_EXTRACTO DEL DOCUMENTO:_
/---

Además de eso, goza de buena salud, es mona y se dedica a cultivar el cuerpo y
a viajar.
La tercera se quedó
viuda hace diez años, con 38, y nos confiesa que desde entonces no ha catado varón.
Eso sí que es una tragedia, expreso en voz alta dando rienda suelta a mi
impulsividad. Me mira con mala cara y yo me disculpo atropelladamente
intentando quitar hierro al asunto. Y nunca mejor dicho, hierro. Porque eso es
lo que va a tener que atravesar el que se decida a entrar ahí…
Desparraman durante un
buen rato, entre lágrimas, suspiros, sentencias y algún que otro grito. Menos
mal que ya nos hemos quedado solas en la terraza del restaurante y solo el
camarero, que nos escucha estratégicamente situado, es testigo de tanto desahogo.
Entre la cerveza, el vino, el chupito y la liberación que ha supuesto narrar
sus cuitas en primera persona, no hay manera de levantarse de allí.
Me preguntan si yo no
tengo nada que confesar. ¡No, no! Mi vida es previsible y aburrida, les digo absolutamente
convencida. Por suerte, dan por buena mi respuesta.
Deciden continuar su particular
fiesta en otro local donde, dicen, van a tomar unas copas. No quiero pensar
en cómo acabarían.
Yo me marcho a buscar a mis hijos al colegio más contenta que nunca. Soy la única que no está borracha, que no visita al loquero, que no llega a fin de mes, que tiene hijos normales y que viste de Primark con más clase que todas ellas juntas. Tengo material para varias entradas en el blog y he podido comprobar que la imagen, aparentemente ideal que transmitían, solo era una barata capa de esmalte. Un barniz tan inconsistente y espurio que con un solo soplido, se desintegra.

\---

_TUS TAREAS:_
A: Pasa al inglés esta oración del extracto: «Por suerte, dan por buena mi respuesta.»
B: Según el extracto, ¿entre qué cosas desparraman durante un buen rato? Enuméralas todas.
C: Cita del extracto todo lo que va desde «La tercera se» hasta «levantarse de allí.».

_DATOS REGISTRADOS:_
/---

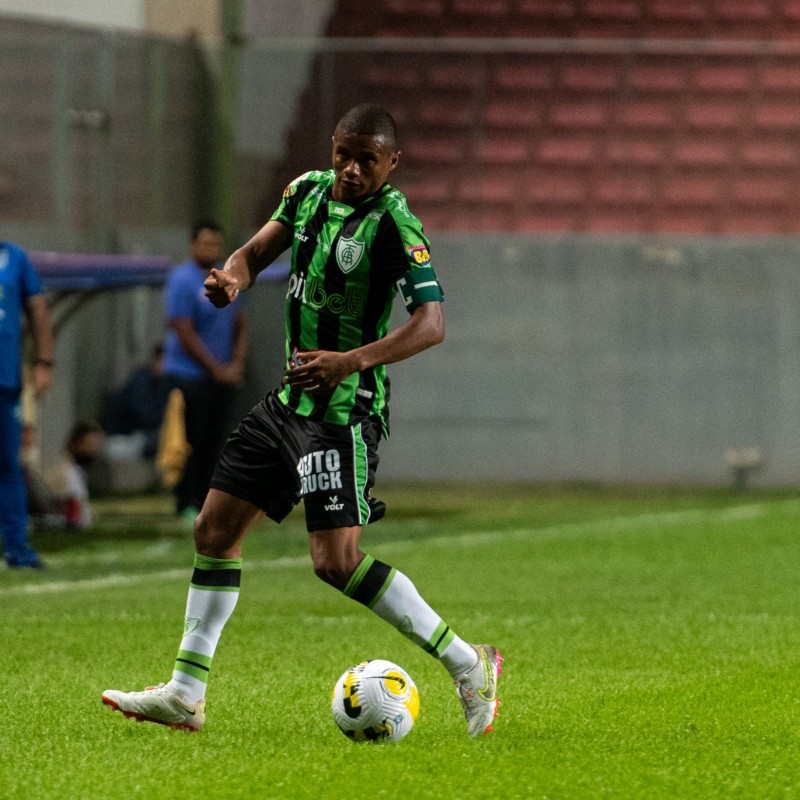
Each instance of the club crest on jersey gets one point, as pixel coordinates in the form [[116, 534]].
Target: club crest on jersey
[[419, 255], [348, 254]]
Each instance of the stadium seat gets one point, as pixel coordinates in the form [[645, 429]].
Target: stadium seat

\---

_SOLUCIONES:_
A: Luckily, they accept my answer.

B: lágrimas, suspiros, sentencias, algún que otro grito

C:
La tercera se quedó
viuda hace diez años, con 38, y nos confiesa que desde entonces no ha catado varón.
Eso sí que es una tragedia, expreso en voz alta dando rienda suelta a mi
impulsividad. Me mira con mala cara y yo me disculpo atropelladamente
intentando quitar hierro al asunto. Y nunca mejor dicho, hierro. Porque eso es
lo que va a tener que atravesar el que se decida a entrar ahí…
Desparraman durante un
buen rato, entre lágrimas, suspiros, sentencias y algún que otro grito. Menos
mal que ya nos hemos quedado solas en la terraza del restaurante y solo el
camarero, que nos escucha estratégicamente situado, es testigo de tanto desahogo.
Entre la cerveza, el vino, el chupito y la liberación que ha supuesto narrar
sus cuitas en primera persona, no hay manera de levantarse de allí.